• _Exercise objective_: Turn the rows below into a numbered list, from the line containing "line, e.g. (210,156)." through the end of the rows, leaving out any blank lines.

• _Excerpts of location labeling data_:

+ + + +

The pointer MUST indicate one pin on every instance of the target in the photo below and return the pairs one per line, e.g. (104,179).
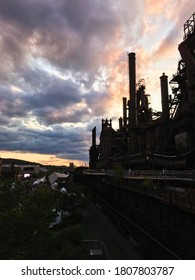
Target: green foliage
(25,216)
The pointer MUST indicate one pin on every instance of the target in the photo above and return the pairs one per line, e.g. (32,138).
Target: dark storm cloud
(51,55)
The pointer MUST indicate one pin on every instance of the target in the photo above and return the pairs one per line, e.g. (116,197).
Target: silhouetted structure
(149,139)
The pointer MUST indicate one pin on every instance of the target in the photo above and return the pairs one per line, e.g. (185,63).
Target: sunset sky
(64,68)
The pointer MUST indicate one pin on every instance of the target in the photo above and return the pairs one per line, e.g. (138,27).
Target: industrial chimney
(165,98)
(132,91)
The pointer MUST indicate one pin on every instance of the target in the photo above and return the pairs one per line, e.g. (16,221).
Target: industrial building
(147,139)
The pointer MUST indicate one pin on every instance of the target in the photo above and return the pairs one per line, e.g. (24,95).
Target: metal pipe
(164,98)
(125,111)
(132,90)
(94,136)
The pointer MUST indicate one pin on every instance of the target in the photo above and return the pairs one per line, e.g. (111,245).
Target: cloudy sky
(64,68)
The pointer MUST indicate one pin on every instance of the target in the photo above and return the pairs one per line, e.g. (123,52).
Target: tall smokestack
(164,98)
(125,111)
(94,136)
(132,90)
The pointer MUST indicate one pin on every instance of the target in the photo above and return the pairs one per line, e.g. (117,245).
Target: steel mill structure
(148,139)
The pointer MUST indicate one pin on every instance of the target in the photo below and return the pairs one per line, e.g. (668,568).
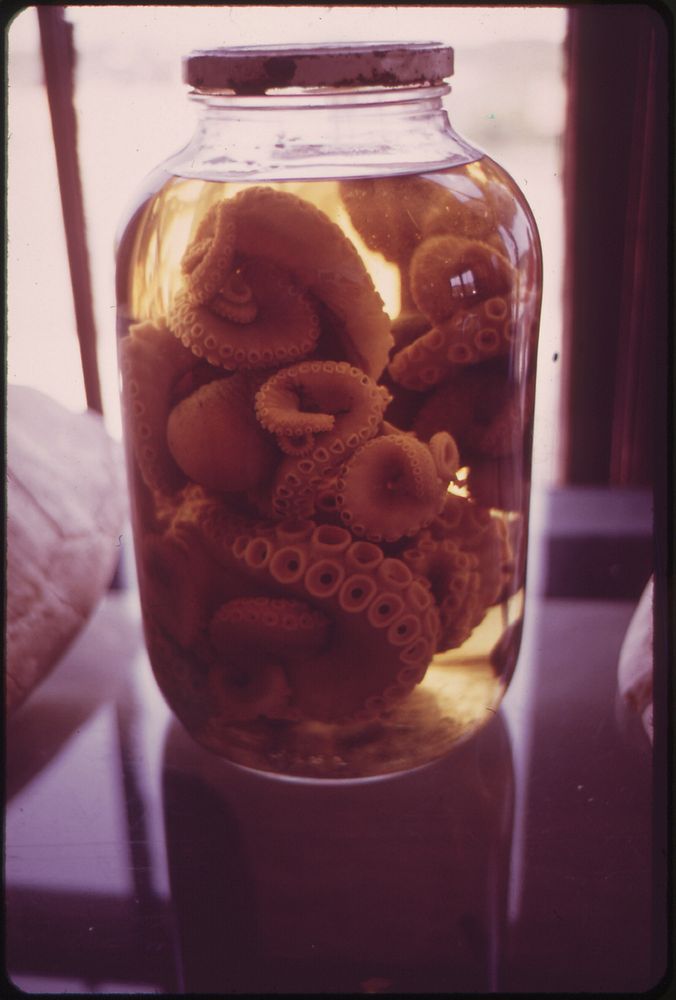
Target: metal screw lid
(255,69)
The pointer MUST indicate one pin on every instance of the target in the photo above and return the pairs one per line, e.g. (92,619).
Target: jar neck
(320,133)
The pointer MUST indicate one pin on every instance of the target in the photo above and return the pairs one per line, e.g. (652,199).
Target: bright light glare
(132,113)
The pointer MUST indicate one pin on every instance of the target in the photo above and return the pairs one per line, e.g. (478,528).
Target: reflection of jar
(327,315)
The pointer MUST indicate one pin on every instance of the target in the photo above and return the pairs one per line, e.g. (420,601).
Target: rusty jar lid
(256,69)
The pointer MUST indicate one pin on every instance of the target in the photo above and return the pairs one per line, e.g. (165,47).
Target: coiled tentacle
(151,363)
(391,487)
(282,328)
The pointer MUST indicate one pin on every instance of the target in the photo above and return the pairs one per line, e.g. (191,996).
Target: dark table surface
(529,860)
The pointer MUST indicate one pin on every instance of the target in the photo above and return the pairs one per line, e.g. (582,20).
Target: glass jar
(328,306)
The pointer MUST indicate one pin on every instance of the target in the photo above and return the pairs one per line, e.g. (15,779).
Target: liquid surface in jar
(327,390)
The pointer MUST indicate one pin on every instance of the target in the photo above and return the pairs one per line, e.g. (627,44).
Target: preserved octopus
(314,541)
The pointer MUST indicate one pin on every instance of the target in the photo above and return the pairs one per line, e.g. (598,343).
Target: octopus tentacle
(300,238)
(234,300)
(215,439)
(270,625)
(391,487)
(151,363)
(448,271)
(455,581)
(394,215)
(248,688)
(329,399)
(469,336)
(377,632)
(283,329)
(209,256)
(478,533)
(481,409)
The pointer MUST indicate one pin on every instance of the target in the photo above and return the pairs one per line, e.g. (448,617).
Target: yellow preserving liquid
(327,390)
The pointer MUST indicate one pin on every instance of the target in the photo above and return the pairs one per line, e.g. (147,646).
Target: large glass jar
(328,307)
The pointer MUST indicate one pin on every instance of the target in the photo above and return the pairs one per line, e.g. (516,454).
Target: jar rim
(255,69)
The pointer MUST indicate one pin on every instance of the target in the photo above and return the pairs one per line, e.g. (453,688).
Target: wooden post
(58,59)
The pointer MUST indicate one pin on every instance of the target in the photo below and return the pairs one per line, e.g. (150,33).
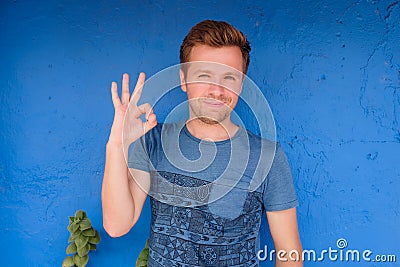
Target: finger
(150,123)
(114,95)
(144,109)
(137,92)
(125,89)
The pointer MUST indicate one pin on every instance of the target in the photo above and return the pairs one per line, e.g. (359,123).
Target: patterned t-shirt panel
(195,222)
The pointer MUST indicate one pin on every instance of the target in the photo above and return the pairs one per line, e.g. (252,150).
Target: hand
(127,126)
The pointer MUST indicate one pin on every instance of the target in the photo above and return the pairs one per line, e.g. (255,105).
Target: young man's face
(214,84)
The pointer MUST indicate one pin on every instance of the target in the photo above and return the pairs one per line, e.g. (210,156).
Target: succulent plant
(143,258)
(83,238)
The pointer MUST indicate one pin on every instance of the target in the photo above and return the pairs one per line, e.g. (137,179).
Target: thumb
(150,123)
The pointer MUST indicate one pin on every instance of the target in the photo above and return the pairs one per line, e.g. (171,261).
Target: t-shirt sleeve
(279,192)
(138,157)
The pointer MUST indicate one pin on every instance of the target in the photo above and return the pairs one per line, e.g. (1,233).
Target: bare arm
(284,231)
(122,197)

+ + + +

• _Correct response_:
1. The pointer MUST indicate one pin on every instance of the target in the photo above and return the pairs one per line, e.g. (210,156).
2. Target: succulent plant
3. (143,258)
4. (83,238)
5. The pointer MUST indicate one pin on every instance of the target in the photo above and return the pairs one per line, e.g. (137,179).
6. Target: thumb
7. (150,123)
8. The pointer MUST indicate one pin on every instance of the target in the photo above and return the pairs one per line, e.g. (171,261).
9. Target: t-shirt sleeve
10. (279,192)
11. (138,157)
12. The pointer MUST indicate one pin on every instance of the target in the photo above and return the pairs one per line, e.g. (1,233).
13. Target: bare arm
14. (284,231)
15. (122,197)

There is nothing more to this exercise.